Ansible for AWS: Introduction to Spot Instance Automation

October 27, 2021 by Mandar Vijay Kulkarni

What are Spot Instance and Spot Instance Requests?

A Spot Instance is an instance that uses spare AWS EC2 capacity that is available for less than the On-Demand price. Because Spot Instances provide the ability to request unused EC2 instances at steep discounts, it can lower your Amazon EC2 costs significantly. 

Spot Instances are a cost-effective choice if you can be flexible about when your applications run and whether your applications can be interrupted. For example, Spot Instances are well-suited for data analysis, batch jobs, background processing, and optional tasks.

 

Managing Spot Instances with Ansible

So you want to manage your Spot Instance Requests with Ansible Automation Platform? When it comes to managing AWS resources, the Ansible Amazon AWS Collection includes a variety of Ansible content to help automate the management of AWS instances. Using Ansible to automate applications in AWS greatly increases the chances that your cloud initiative will be a success.  

With the latest addition of new modules to the Ansible Amazon AWS Collection, we have introduced two new modules to help manage Spot Instance Requests efficiently.

The ec2_spot_instance module helps in creating as well as terminating the Spot Instance Requests, while it’s companion module, ec2_spot_instance_info helps in gathering details about the Spot Instance Requests.

 

Let’s Deep Dive:

EC2 Spot Instance Module

The EC2 Spot Instance module helps create and terminate spot instance requests easily with Ansible Playbooks. With help of this module, we can create a simple Spot Instance Request with minimal options, create a Spot Instance Request by providing a complex set of options and remove or terminate the Spot Instance Requests that we no longer need.

To use this module in playbooks, use the amazon.aws.ec2_spot_instance key and provide the options as required for creating the Spot Instance Request.

**MATERIAL**
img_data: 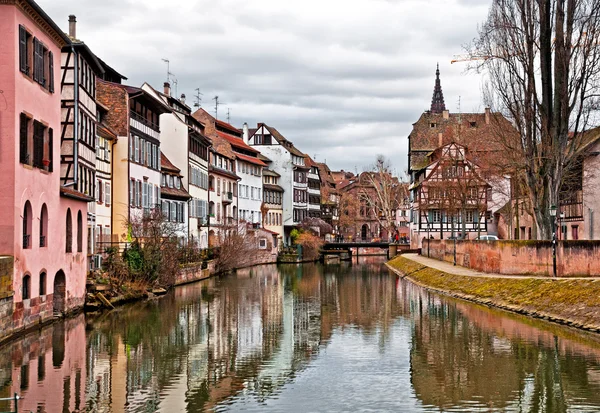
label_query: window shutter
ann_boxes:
[19,25,29,75]
[48,128,54,172]
[33,38,44,83]
[48,52,54,93]
[142,182,148,208]
[104,182,110,205]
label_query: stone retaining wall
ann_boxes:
[422,239,600,277]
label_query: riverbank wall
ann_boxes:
[422,239,600,277]
[386,256,600,333]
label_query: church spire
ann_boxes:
[431,63,446,113]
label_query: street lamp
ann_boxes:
[550,205,557,277]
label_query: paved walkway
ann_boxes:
[402,254,600,281]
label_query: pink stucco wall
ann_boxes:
[421,240,600,277]
[0,5,87,328]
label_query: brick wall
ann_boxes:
[422,240,600,277]
[96,80,129,136]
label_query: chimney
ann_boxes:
[69,14,77,39]
[242,122,250,143]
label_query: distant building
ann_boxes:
[304,155,321,218]
[408,67,516,242]
[410,143,490,248]
[96,79,171,242]
[249,123,310,245]
[142,82,210,248]
[160,153,191,238]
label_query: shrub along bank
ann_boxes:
[387,256,600,332]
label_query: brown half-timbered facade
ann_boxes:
[410,142,490,242]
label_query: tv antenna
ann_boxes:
[194,87,203,108]
[213,96,224,119]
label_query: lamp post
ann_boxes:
[550,205,556,277]
[427,222,431,258]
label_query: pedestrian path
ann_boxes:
[394,254,600,281]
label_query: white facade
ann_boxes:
[307,165,321,218]
[236,158,263,224]
[142,83,208,248]
[248,124,309,243]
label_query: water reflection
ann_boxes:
[0,258,600,412]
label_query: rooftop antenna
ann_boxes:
[213,96,224,119]
[171,73,179,96]
[194,87,203,108]
[160,59,172,82]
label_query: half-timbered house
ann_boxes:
[60,15,104,268]
[409,143,490,245]
[142,82,210,248]
[97,79,171,242]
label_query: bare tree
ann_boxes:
[360,155,407,236]
[467,0,600,239]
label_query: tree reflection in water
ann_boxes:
[0,257,600,412]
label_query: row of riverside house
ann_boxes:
[410,67,600,248]
[0,0,338,340]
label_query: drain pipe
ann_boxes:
[61,43,81,187]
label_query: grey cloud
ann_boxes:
[38,0,489,172]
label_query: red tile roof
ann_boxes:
[160,152,181,175]
[217,131,258,153]
[235,153,267,166]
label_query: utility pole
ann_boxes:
[213,96,224,119]
[194,87,203,108]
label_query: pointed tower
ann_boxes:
[431,63,446,113]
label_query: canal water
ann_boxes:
[0,257,600,412]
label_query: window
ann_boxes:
[23,275,31,300]
[77,211,83,252]
[40,204,48,248]
[65,208,73,252]
[19,113,31,164]
[40,272,46,297]
[23,201,33,249]
[19,25,31,76]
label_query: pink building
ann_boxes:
[0,0,91,339]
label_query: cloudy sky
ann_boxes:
[38,0,491,174]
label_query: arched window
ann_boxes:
[40,204,48,248]
[65,208,73,252]
[77,211,83,252]
[23,275,31,300]
[40,271,46,297]
[23,201,33,248]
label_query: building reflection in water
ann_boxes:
[0,258,600,412]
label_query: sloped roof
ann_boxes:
[263,169,281,178]
[263,184,284,192]
[259,123,304,157]
[409,111,518,170]
[217,131,259,153]
[160,152,181,175]
[235,153,267,166]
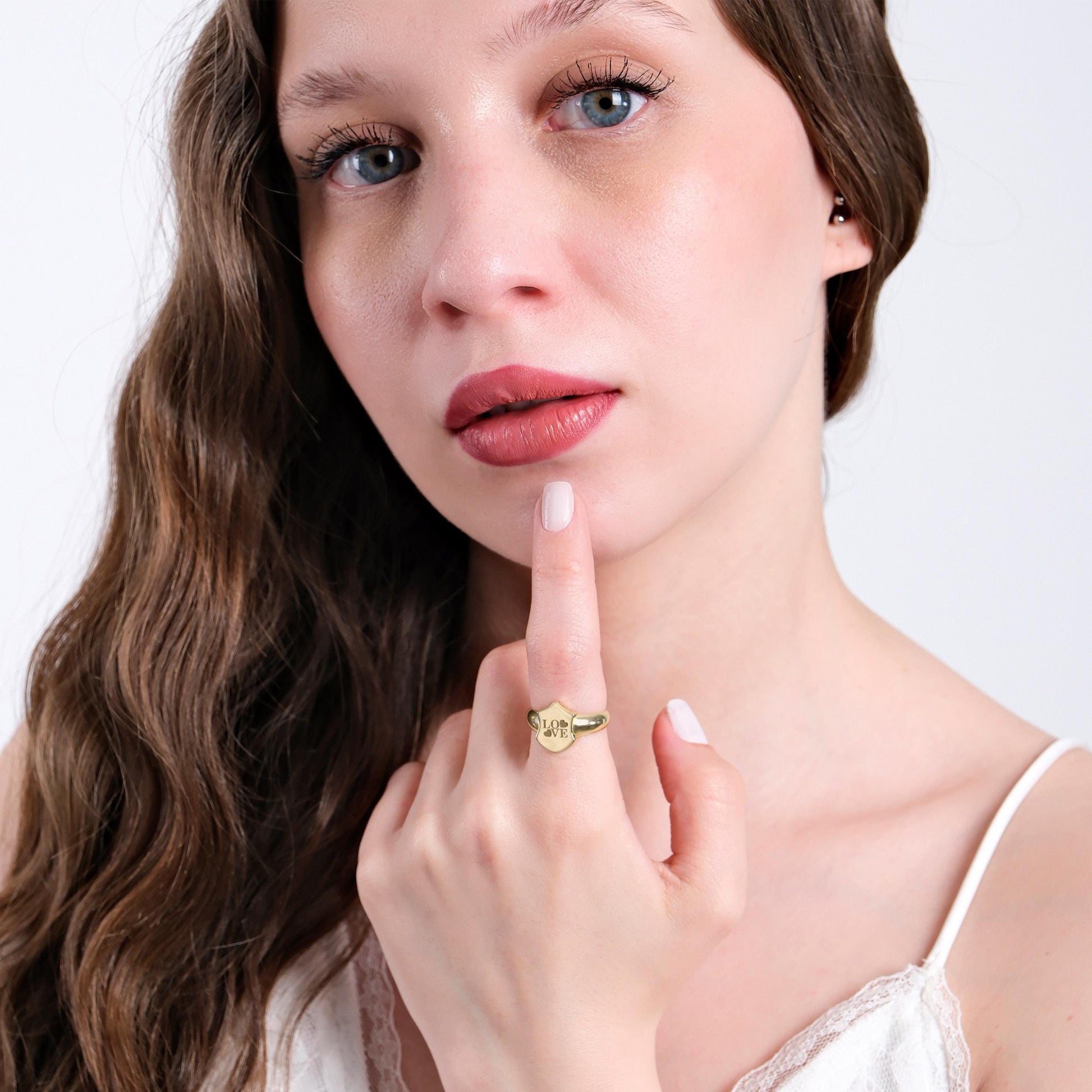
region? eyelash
[296,57,674,181]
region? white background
[0,0,1092,745]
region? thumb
[652,698,747,927]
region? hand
[356,483,746,1092]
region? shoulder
[0,724,29,887]
[979,747,1092,1092]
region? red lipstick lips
[443,364,621,466]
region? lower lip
[455,391,621,466]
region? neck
[452,345,895,856]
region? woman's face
[275,0,870,565]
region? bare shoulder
[0,724,29,887]
[967,747,1092,1092]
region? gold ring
[527,701,611,753]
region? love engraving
[535,701,576,751]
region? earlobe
[824,193,873,278]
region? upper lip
[443,364,617,429]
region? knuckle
[406,810,449,882]
[691,762,741,810]
[527,629,598,677]
[532,556,584,584]
[451,793,511,868]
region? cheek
[300,202,421,426]
[614,76,822,458]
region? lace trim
[921,963,971,1092]
[354,929,410,1092]
[732,963,920,1092]
[356,930,971,1092]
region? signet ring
[527,701,611,753]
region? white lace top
[208,738,1088,1092]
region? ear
[822,191,873,281]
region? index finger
[526,481,613,771]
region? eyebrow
[276,0,694,121]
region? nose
[421,140,565,325]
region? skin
[59,0,1092,1092]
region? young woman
[0,0,1092,1092]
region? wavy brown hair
[0,0,928,1092]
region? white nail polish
[667,698,709,744]
[543,481,573,531]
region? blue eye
[330,144,418,186]
[296,58,673,189]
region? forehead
[275,0,708,112]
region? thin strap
[923,736,1089,966]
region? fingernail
[543,481,573,531]
[667,698,709,744]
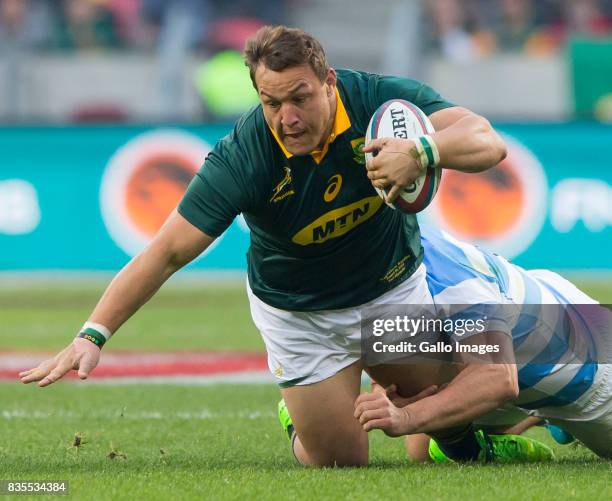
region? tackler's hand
[19,338,100,388]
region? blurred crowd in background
[0,0,612,122]
[0,0,285,51]
[427,0,612,60]
[0,0,612,55]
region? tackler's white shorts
[247,265,433,388]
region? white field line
[0,405,276,421]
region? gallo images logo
[100,130,213,256]
[425,136,548,258]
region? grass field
[0,283,612,501]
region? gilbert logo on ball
[365,99,442,214]
[425,135,548,257]
[100,130,210,256]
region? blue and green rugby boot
[429,430,555,463]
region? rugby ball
[365,99,442,214]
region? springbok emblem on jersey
[270,167,295,203]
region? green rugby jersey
[178,70,452,311]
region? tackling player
[21,26,511,465]
[355,225,612,460]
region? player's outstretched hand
[363,137,423,203]
[354,385,438,437]
[19,338,100,388]
[354,392,410,437]
[385,384,439,407]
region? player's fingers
[38,359,75,388]
[21,367,51,384]
[19,359,55,384]
[353,398,387,419]
[355,392,379,408]
[387,185,402,204]
[362,137,387,153]
[359,409,389,424]
[79,354,98,379]
[362,418,391,431]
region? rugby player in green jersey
[21,26,511,465]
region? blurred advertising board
[0,122,612,271]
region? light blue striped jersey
[421,225,597,409]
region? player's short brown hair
[244,26,329,89]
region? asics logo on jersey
[270,167,295,203]
[292,196,383,245]
[323,174,342,202]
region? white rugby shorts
[247,264,433,388]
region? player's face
[255,64,336,155]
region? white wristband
[81,322,113,341]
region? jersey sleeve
[178,140,253,237]
[374,76,455,115]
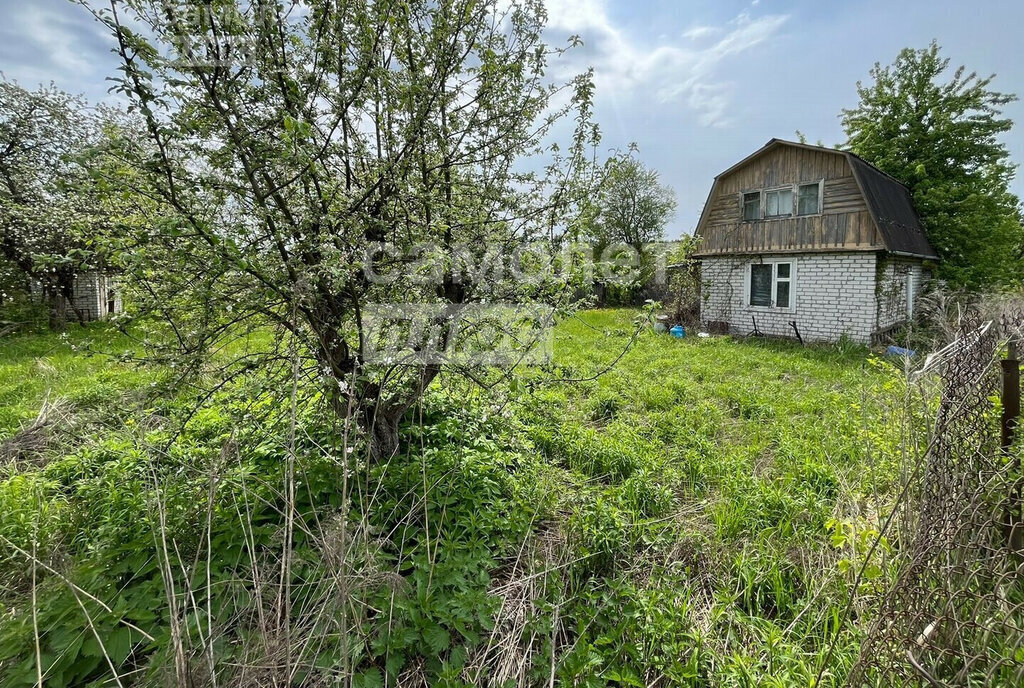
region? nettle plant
[82,0,599,458]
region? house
[693,138,938,343]
[32,271,123,323]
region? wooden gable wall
[697,143,885,255]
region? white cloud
[683,26,722,41]
[546,0,788,126]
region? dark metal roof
[846,153,938,260]
[695,138,939,260]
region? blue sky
[0,0,1024,235]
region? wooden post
[999,340,1024,551]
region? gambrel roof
[697,138,938,260]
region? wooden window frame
[761,184,797,220]
[739,178,825,222]
[743,257,797,313]
[793,179,825,217]
[739,188,765,222]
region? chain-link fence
[849,312,1024,686]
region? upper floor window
[739,181,821,222]
[743,191,761,220]
[765,188,793,217]
[797,182,821,215]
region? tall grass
[0,310,903,686]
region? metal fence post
[999,340,1024,551]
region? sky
[0,0,1024,237]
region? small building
[32,271,123,323]
[693,138,938,343]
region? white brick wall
[700,252,878,343]
[876,256,930,330]
[32,272,123,320]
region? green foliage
[843,41,1024,289]
[0,311,904,686]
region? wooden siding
[697,210,884,255]
[697,144,885,255]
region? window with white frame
[797,181,821,215]
[765,186,793,217]
[746,262,793,308]
[739,181,823,222]
[743,191,761,221]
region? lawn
[0,310,904,686]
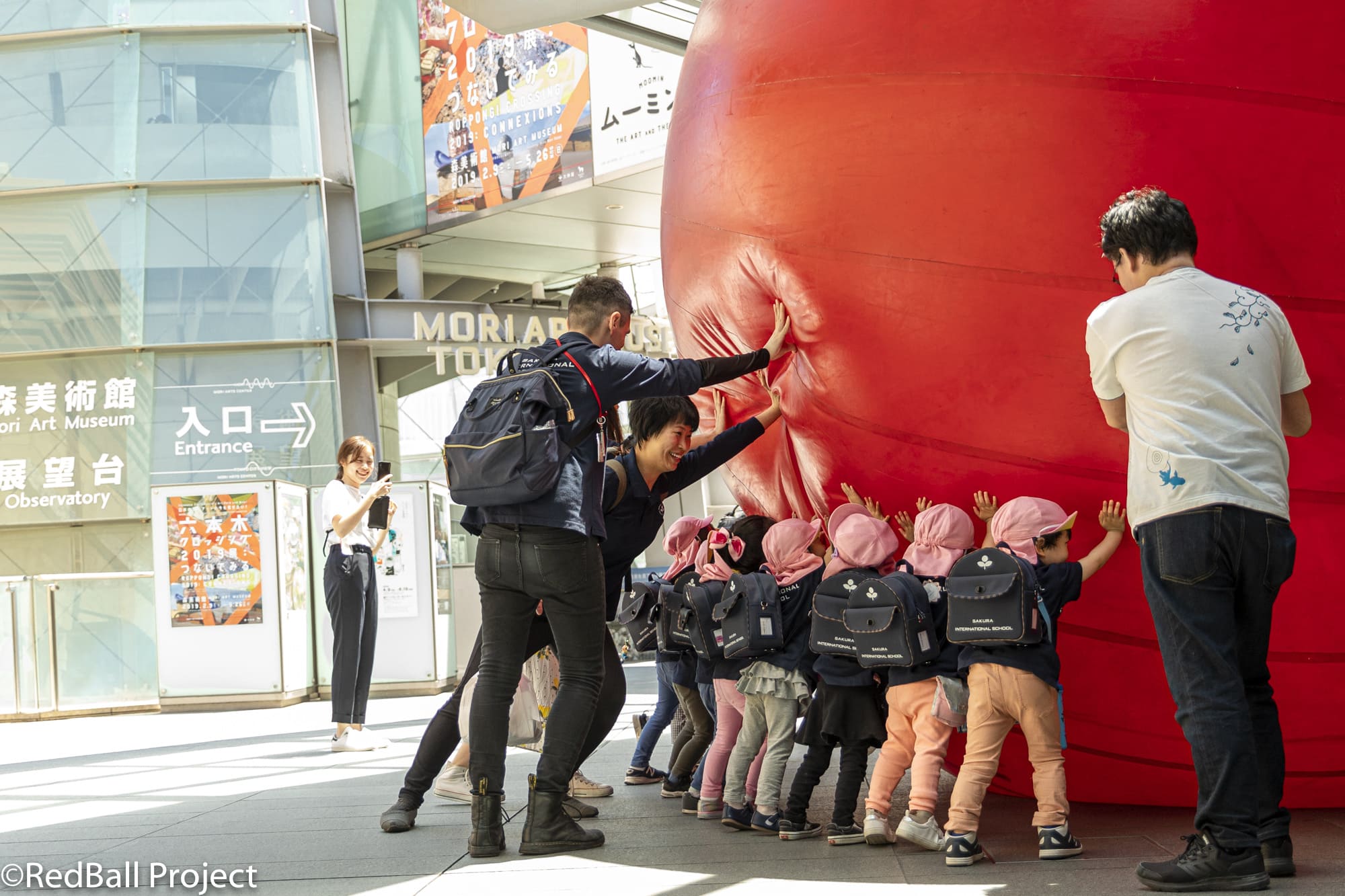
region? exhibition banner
[589,31,682,176]
[420,0,593,230]
[160,493,262,628]
[0,352,153,526]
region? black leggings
[399,616,625,806]
[784,744,869,827]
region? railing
[0,572,159,717]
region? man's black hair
[1099,187,1196,265]
[629,395,701,445]
[566,274,635,332]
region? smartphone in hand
[369,460,393,529]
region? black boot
[467,794,504,858]
[519,775,605,856]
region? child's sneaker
[720,803,756,830]
[752,811,780,834]
[897,810,943,852]
[827,822,863,846]
[1037,822,1084,858]
[943,830,986,868]
[625,766,667,784]
[695,799,724,819]
[780,818,822,840]
[863,809,897,846]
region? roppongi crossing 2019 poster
[420,0,593,227]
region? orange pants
[947,663,1069,830]
[863,678,952,815]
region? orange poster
[167,493,261,628]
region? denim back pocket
[1146,507,1223,585]
[1263,517,1298,594]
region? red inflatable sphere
[663,0,1345,806]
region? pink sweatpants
[863,678,952,815]
[701,678,765,803]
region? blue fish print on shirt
[1158,464,1186,491]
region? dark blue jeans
[468,524,612,794]
[1135,505,1297,849]
[631,661,677,768]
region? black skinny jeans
[469,524,611,794]
[398,616,625,806]
[784,744,869,827]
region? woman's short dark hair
[565,274,635,332]
[1099,187,1196,265]
[629,395,701,445]
[718,514,775,573]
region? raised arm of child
[1079,501,1126,581]
[971,491,999,548]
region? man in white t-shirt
[1087,187,1311,891]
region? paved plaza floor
[0,663,1345,896]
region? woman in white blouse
[323,436,397,752]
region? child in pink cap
[863,499,975,850]
[944,498,1126,866]
[625,517,714,784]
[722,520,826,834]
[699,516,777,821]
[780,503,898,846]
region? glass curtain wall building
[0,0,363,716]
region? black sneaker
[780,815,822,840]
[1262,836,1298,877]
[1135,833,1270,893]
[625,766,667,784]
[721,803,753,830]
[1037,822,1084,858]
[378,797,420,834]
[659,772,691,799]
[943,830,986,868]
[827,822,863,846]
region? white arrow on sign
[261,401,317,448]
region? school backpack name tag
[842,569,939,669]
[944,548,1042,645]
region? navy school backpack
[616,573,672,651]
[808,569,869,658]
[712,572,784,659]
[944,542,1042,645]
[444,341,604,507]
[682,580,728,659]
[843,561,940,669]
[655,569,701,654]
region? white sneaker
[863,809,897,846]
[897,813,943,852]
[434,766,472,803]
[332,728,387,754]
[570,768,613,799]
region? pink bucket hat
[663,517,714,579]
[824,505,900,577]
[761,520,822,585]
[695,529,733,581]
[902,505,975,576]
[990,498,1079,564]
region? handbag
[712,572,784,659]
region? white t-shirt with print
[1087,268,1310,526]
[323,479,374,555]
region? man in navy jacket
[463,276,790,856]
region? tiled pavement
[0,665,1345,896]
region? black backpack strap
[603,458,628,514]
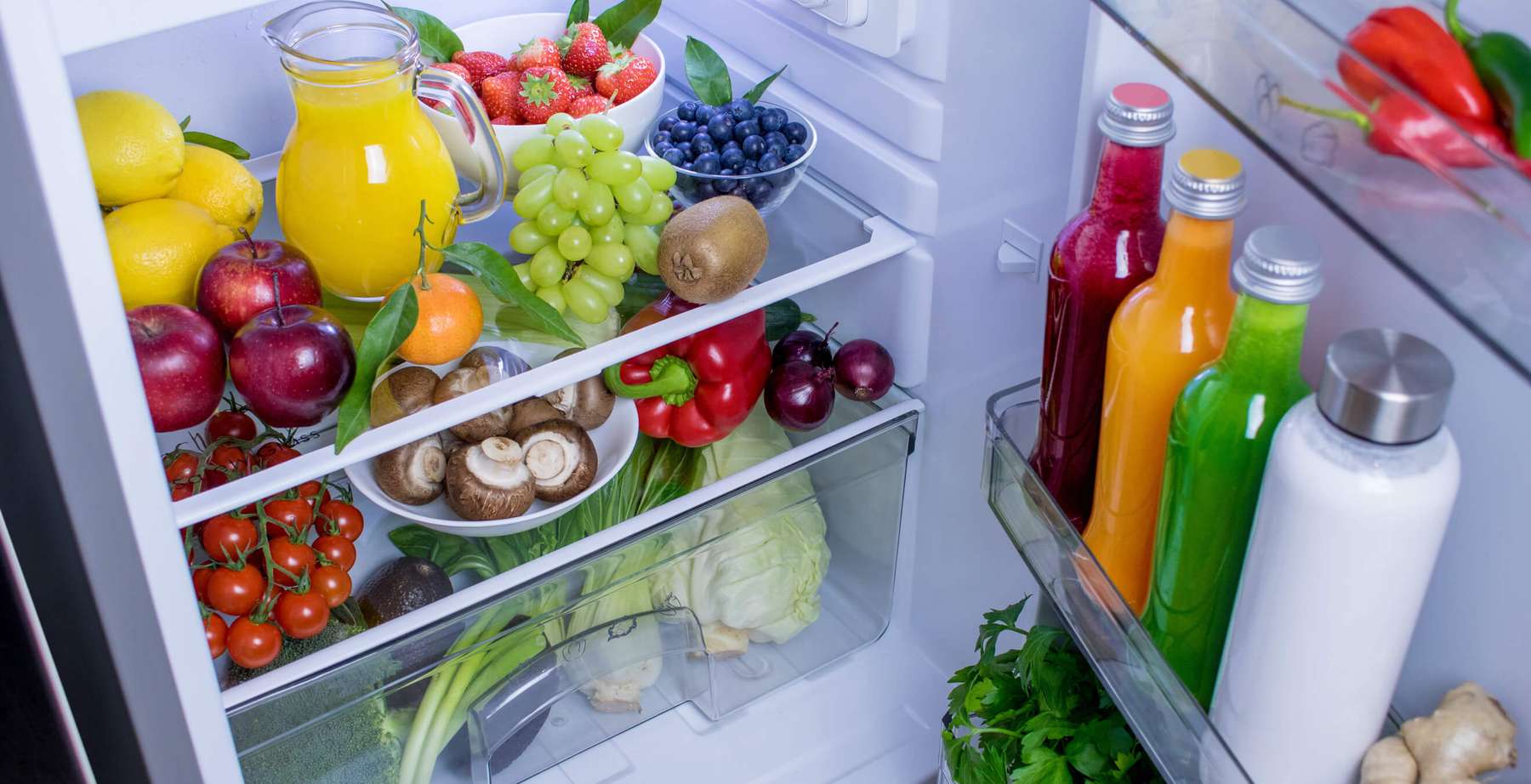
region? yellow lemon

**TASK REQUIREMENTS**
Continue the article on managing AWS Spot Instances with Ansible, picking up right after its last sentence above and leaving the data aside.

**OUTPUT BELOW**
Consider the following example for creating a simple Spot Instance Request.

The task below creates a simple Spot Instance Request with the provided launch specifications:

- name: Simple Spot Instance Request Creation
  amazon.aws.ec2_spot_instance:
    launch_specification:
        image_id: ami-123456789
        key_name: my-keypair
        instance_type: t2.medium

With this new module, we can provide various options while creating Spot Instance Requests. Some of them are mentioned below (to check the complete options, check out the Spot Instance requests documentation from AWS).

  • block_device_mappings:

 A list of hash/dictionaries of volumes to add to the new instance.

  • network_interfaces:
    One or more network interfaces. If you specify a network interface, you must specify subnet IDs and security group IDs using the network interface.
  • placement:
    The placement information for the instance.
  • monitoring:
    Indicates whether basic or detailed monitoring is enabled for the instance.
  • spot_price:
    Maximum spot price to bid. If not set, a regular on-demand instance is requested.
  • tags:
    A dictionary of key-value pairs for tagging the Spot Instance request on creation.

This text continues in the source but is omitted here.